**Exercise directions**
Reproduce every one of the records below verbatim, line for line, and leave the pictures out of your copy.
— start of Available data —
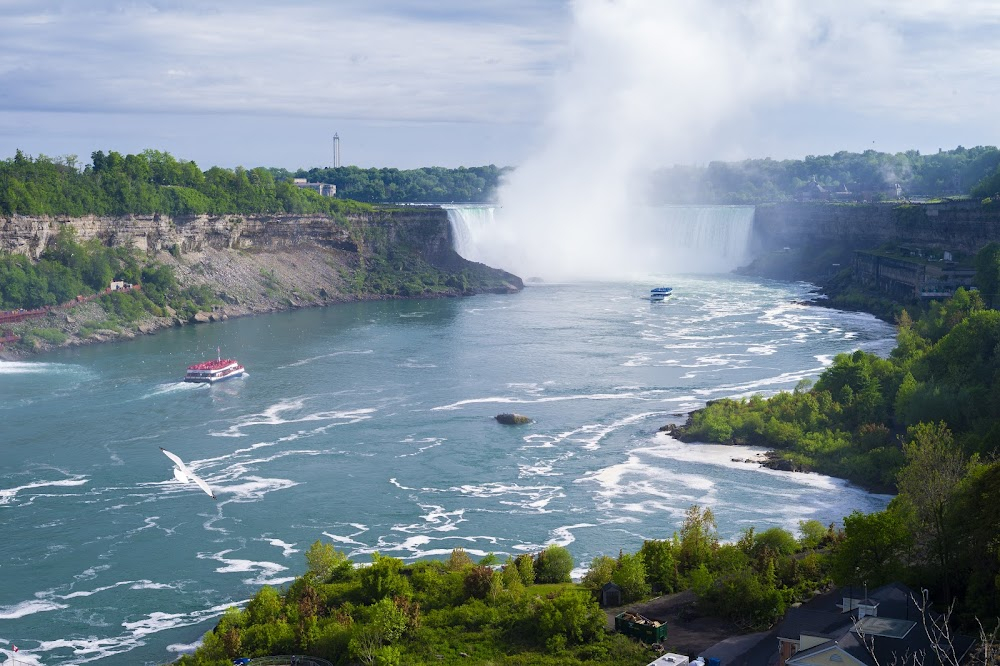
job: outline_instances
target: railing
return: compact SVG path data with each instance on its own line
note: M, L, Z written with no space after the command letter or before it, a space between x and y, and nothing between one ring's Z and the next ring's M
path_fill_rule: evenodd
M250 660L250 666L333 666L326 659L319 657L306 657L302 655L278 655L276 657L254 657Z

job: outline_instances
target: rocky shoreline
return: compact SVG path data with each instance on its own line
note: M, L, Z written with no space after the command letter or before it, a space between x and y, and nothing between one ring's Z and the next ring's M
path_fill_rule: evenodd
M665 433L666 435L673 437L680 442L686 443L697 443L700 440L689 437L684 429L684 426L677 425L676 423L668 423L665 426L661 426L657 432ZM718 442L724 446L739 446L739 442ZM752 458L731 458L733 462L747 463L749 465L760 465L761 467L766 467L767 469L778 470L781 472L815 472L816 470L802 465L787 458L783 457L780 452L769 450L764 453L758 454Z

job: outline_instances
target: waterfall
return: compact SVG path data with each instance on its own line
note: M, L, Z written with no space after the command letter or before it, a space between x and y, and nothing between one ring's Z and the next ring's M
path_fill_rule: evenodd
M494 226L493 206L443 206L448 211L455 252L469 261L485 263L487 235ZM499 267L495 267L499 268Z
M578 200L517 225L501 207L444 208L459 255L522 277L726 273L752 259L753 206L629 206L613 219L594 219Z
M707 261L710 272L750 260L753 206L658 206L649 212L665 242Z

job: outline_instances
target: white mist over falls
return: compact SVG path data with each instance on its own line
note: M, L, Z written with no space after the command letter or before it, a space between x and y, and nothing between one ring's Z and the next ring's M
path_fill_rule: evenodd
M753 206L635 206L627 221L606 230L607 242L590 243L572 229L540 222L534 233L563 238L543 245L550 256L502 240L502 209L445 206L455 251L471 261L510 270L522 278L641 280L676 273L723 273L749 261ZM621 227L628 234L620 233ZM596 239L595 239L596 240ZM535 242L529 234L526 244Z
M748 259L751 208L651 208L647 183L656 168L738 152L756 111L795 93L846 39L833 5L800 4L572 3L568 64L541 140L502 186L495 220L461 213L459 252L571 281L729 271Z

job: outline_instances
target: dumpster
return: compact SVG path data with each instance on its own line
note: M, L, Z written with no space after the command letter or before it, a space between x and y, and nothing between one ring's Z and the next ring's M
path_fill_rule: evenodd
— end of Available data —
**Solution to the exercise**
job: outline_instances
target: railing
return: compact SVG path data with each instance on its own line
note: M, L, Z written with no space after the command letter or before it, a space between x and y, and nothing between one ring's Z and the next ring's M
path_fill_rule: evenodd
M250 660L250 666L333 666L326 659L319 657L306 657L302 655L278 655L276 657L254 657Z

job: outline_instances
target: rocky shoreline
return: compact SVG path data with each instance on its own line
note: M, L, Z written with no space after the command letter or before it, a space between x and y, and nothing between one ring's Z and the next ring's M
path_fill_rule: evenodd
M665 433L666 435L673 437L680 442L686 443L697 443L700 440L689 437L684 429L684 426L677 425L676 423L668 423L665 426L661 426L657 432ZM718 442L724 446L739 446L739 442ZM752 458L731 458L733 462L747 463L749 465L760 465L761 467L766 467L767 469L778 470L781 472L815 472L816 470L802 465L787 458L783 457L780 452L769 450L764 453L758 454Z

job: outline_instances
target: waterfall
return: compact SVG path data with each instance on its own line
note: M, L, Z written with no space after the command letter or before it, a space between x and y, and nothing between one ring's Z and the next ring's M
path_fill_rule: evenodd
M494 226L493 206L443 206L448 211L455 252L469 261L485 263L487 235ZM499 267L495 267L499 268Z
M578 200L517 225L501 207L444 208L459 255L522 277L726 273L752 259L753 206L629 206L613 219L594 219Z
M707 261L710 272L750 260L753 206L658 206L649 212L665 242Z

job: outline_instances
target: white mist over falls
return: compact SVG path data with each instance on its own line
note: M, L, Z written with no space after the command letter or before it, a space between x and y, and nothing between one ring's Z and the next ring's M
path_fill_rule: evenodd
M753 206L635 206L627 221L606 230L607 242L590 243L572 229L540 222L534 233L563 238L543 245L550 256L502 240L502 209L445 206L455 251L471 261L510 270L522 278L641 280L676 273L723 273L749 261ZM621 227L628 234L620 233ZM596 239L595 239L596 240ZM535 242L529 234L526 244Z
M748 259L751 208L651 208L647 183L656 168L738 152L756 111L795 93L846 39L833 5L800 4L572 3L568 64L541 140L502 186L495 220L461 213L459 252L571 281L729 271Z

job: outline_instances
target: dumpster
return: compact SVG path data with each instance on its own line
note: M, L, Z written with no space after the command letter or before it, a space between x and y, and nothing between one ring's Z and the next ring's M
path_fill_rule: evenodd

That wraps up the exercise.